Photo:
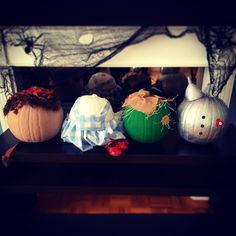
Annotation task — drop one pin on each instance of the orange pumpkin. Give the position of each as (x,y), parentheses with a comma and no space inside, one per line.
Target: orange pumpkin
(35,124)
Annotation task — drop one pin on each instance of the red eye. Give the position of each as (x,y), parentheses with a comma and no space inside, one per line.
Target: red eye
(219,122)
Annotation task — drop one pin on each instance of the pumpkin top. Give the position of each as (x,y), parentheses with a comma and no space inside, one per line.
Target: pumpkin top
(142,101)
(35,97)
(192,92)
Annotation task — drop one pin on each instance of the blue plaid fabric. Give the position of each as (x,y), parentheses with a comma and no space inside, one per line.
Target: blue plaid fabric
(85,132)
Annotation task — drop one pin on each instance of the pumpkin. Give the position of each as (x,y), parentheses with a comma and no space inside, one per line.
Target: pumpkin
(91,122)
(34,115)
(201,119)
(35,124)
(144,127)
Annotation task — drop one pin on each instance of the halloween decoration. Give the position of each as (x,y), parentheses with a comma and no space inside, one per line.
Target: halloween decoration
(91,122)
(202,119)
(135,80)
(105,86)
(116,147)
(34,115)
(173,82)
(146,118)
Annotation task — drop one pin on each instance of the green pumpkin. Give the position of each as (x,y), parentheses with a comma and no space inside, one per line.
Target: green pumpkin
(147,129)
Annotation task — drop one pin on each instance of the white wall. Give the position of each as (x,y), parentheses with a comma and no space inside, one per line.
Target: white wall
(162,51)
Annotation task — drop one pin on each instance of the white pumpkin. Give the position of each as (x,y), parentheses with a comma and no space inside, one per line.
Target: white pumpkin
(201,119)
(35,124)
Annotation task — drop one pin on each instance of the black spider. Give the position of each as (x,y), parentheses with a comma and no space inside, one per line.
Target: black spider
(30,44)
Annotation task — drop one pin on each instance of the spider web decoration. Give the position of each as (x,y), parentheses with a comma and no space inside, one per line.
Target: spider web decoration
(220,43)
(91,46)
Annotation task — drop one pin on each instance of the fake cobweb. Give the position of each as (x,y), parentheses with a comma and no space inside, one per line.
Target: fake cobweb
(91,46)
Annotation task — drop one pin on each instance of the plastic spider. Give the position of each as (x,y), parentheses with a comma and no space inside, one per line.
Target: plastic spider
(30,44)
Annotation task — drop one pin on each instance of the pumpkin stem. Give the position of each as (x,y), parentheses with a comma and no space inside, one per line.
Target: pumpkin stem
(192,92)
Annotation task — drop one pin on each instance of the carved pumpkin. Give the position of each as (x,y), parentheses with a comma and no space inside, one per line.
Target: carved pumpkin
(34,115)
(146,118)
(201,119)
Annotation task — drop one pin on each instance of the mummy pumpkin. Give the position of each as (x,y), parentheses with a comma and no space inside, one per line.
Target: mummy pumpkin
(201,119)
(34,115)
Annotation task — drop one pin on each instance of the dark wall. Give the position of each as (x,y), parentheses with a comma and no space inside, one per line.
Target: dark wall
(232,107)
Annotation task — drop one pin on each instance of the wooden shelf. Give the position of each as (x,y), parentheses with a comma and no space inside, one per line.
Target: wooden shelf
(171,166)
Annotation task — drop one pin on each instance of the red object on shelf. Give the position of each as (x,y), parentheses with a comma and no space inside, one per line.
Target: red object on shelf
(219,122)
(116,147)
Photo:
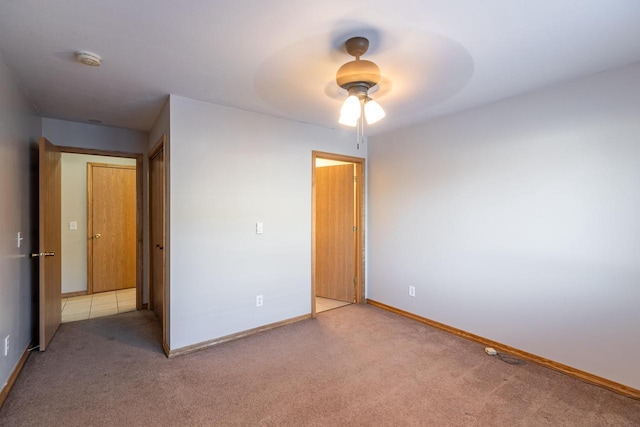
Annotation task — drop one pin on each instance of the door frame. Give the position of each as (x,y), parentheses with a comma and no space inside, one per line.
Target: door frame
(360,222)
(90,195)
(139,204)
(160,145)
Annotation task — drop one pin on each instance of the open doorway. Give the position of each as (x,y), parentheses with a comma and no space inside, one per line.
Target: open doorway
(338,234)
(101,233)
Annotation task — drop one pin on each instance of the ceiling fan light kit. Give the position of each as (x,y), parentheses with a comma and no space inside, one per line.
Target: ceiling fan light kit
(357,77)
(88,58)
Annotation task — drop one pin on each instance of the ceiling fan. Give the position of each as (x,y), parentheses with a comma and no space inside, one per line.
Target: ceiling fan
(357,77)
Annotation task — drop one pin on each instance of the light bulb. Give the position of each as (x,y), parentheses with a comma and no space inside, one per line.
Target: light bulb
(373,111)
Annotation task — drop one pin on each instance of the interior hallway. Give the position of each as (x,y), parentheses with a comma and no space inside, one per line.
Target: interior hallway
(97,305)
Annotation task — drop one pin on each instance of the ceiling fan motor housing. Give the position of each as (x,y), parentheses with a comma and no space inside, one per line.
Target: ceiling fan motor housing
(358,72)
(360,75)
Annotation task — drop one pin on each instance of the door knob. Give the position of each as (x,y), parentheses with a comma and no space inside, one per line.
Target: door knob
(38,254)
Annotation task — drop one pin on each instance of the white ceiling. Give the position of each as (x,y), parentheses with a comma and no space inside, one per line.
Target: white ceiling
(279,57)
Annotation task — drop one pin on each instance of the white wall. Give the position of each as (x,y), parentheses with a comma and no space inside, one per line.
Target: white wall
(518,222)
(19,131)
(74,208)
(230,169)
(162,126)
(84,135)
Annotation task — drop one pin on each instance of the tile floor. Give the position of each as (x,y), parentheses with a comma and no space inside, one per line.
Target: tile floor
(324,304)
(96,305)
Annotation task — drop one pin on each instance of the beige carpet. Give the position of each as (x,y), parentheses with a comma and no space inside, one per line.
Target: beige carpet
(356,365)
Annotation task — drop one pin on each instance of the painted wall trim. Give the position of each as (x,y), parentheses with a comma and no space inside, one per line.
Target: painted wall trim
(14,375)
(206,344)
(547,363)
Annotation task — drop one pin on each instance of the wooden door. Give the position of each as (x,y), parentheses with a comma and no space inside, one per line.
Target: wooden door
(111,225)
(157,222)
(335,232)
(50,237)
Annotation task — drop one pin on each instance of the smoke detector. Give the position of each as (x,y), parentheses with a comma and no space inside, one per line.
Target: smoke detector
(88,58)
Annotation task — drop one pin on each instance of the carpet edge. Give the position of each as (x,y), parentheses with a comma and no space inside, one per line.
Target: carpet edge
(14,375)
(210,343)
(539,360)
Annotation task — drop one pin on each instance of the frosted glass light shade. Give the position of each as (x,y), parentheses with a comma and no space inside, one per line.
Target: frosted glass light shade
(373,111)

WHAT YOU WILL DO:
Output every entry verbatim but skip the pictures.

REPLY TO THE TASK:
Photo:
Annotation task — drop one pin on each instance of the orange pumpkin. Give the position of each as (x,y), parentheses with a comma and no space inside, one per line.
Target: orange pumpkin
(35,124)
Annotation task — drop one pin on each instance of the red eye. Give the position of each as (x,y), parentheses with a comma and no space inside, one per line.
Target: red eye
(219,122)
Annotation task — drop one pin on each instance of the pumpkin top. Give the position of each as (x,y), parentheses with a comma and no space inside, one per line.
Target: pumpkin top
(142,101)
(35,97)
(192,92)
Annotation task — drop one pin on each instance of the blue plaid fabric. Give the position of each as (x,y), parentheses with a comma and no space inside, one per line.
Target: blue plaid fabric
(85,132)
Annotation task — drop one pin on each instance of the pumpkin. Give the position of each as (x,y), parentheses with a comma and no space inside, one per line.
Target: pumpkin
(91,122)
(34,115)
(201,119)
(35,124)
(144,127)
Annotation task — drop one pin on each instance of the halloween decoration. Give the position of each as (x,y), parentheses with a comma and no space inside, one per line.
Target: halloween decoration
(91,122)
(202,119)
(135,80)
(105,86)
(116,147)
(34,115)
(173,82)
(146,118)
Annotation task — drop one pin on each instance of the green pumpkin. Give the position of each as (x,y), parentheses with a comma and no space inside, one per line.
Target: green pumpkin
(147,129)
Annotation task — drop one pin on each instance of the white wall. Give the position of each as (x,y), parentheses with a comma and no space inside, one per line.
Target: white wall
(162,51)
Annotation task — drop one pin on each instance of the white pumpkin. Give the position of each as (x,y), parentheses with a comma and no space inside, one per line.
Target: white pumpkin
(201,119)
(35,124)
Annotation task — drop one pin on each instance of the black spider. Give the position of each as (x,y), parentheses with a comma and no space inside, one per line.
Target: black spider
(30,44)
Annotation task — drop one pin on each instance of the spider web decoration. Give the position of each as (x,y), parentheses with a comma and no space inside, one per line.
Target: spider web decoration
(220,43)
(91,46)
Annotation task — drop one pin on each instance of the fake cobweb. Give the position of each as (x,y), parentheses with a comma and no space inside, one per line.
Target: fake cobweb
(91,46)
Annotation task — drop one pin on each instance of the plastic spider. Give the position of each as (x,y), parentheses with a comma and no space inside, one per line.
Target: plastic spider
(30,44)
Annotation task — drop one pin on each instance of the pumpkin stem. Give the position of each as (x,y), parentheses with a comma and no space inside, one per line.
Target: pumpkin stem
(192,92)
Annotation task — drop one pin on each instance of the carved pumpkin. Give the position of each as (x,y), parentheses with a comma and no space inside, one per line.
Target: carved pumpkin
(34,115)
(146,118)
(201,119)
Annotation task — drop one pin on each instance of the mummy pumpkin. Give the position of each as (x,y), parentheses with a comma and no space inside, one per line.
Target: mummy pumpkin
(201,119)
(34,115)
Annotation task — drop one pin on each instance of the dark wall. Give the position of each as (x,y), parentheses with a comma and no space inside, one per line.
Target: dark wall
(232,107)
Annotation task — drop one pin on each instance of the wooden shelf. Give the position of each as (x,y), parentheses with a comma and no space inside, one per line.
Target: wooden shelf
(171,166)
Annotation task — drop one pin on each instance of the red object on shelf. Give the position of each as (x,y), parentheses with a comma and no space inside, one per line.
Target: red object on shelf
(219,122)
(116,147)
Photo:
Annotation task — drop one pin on each instance of the door frame. Give the position of each as (x,y), parentheses with a comma and no space inside, one per line.
Target: door frame
(360,222)
(90,195)
(139,204)
(160,145)
Annotation task — drop one pin on each instance of the open doorway. Give the position of each as (x,y), parentheses with a comma and no space inside, one per line.
Target: open doorway
(338,234)
(101,233)
Annotation task — drop one pin on each instance of the ceiling fan light kit. Give the position of each as (x,y), parentheses with a comma and no space inside, one per line.
Target: ceiling fan light kit
(357,77)
(88,58)
Annotation task — drop one pin on each instance of the ceiling fan. Give the position of each as (x,y), parentheses with a comma and no space inside, one per line.
Target: ceiling fan
(357,77)
Annotation task — drop one pin on each instance of the light bulb. Give the position of each as (x,y), parentheses with a comma and no space inside, one per line.
Target: light bulb
(373,111)
Annotation task — drop one pin on each instance of the interior hallway. Give the position of each as (x,y), parentheses with a comma and no space inside, one per line.
Target: interior hallway
(97,305)
Annotation task — drop one pin on each instance of the ceiling fan motor housing. Give the position of each as (x,y), parentheses with a comma and no space inside, one per line.
Target: ceiling fan motor housing
(358,72)
(360,75)
Annotation task — drop one pin on each instance of the door knob. Give the position of each as (x,y), parentheses with a comma and no space inside, one per line.
Target: door knob
(38,254)
Annotation task — drop one pin on each instance of the white ceiling. Give the position of each as (x,y), parentheses with a comma and no space inside, one per line.
Target: white ceiling
(279,57)
Annotation task — drop one pin on each instance of the white wall. Give the position of each as (x,y), parentheses with a comma and no space inside, one per line.
Target: white wall
(518,222)
(19,131)
(74,208)
(230,169)
(162,126)
(84,135)
Annotation task — drop one pin on each instance of the tile floor. Give the position of each as (x,y), parentheses with a comma and no space inside, one per line.
Target: tile floor
(324,304)
(96,305)
Annotation task — drop one pin on each instance of the beige carpet. Give the position of each as (x,y), parentheses with a comma and no space inside, one per line.
Target: beige carpet
(356,365)
Annotation task — drop one pin on each instance of the painted wall trim. Give the position of each as (x,y), parentheses with a comma and no space inside, one per line.
Target: painted wall trim
(14,375)
(206,344)
(547,363)
Annotation task — drop one pin on each instance of the wooden door. Give the position of each as (x,y), parentheses with a comma and no space inside, one per line.
Target: wooden door
(111,225)
(157,222)
(335,232)
(50,237)
Annotation task — drop one pin on each instance of the smoke detector. Give the position of each as (x,y), parentheses with a comma and no space inside, one per line.
Target: smoke detector
(88,58)
Annotation task — drop one pin on each instance of the carpet edge. Give the position of each as (x,y), parentheses with a comma and no space inside, one per line.
Target: carpet edge
(14,375)
(210,343)
(539,360)
Annotation task — drop one pin on each instance of the frosted glass light shade. Give the position of each as (x,y), parentheses with a comma and no space inside, one per line.
Target: frosted glass light shade
(373,111)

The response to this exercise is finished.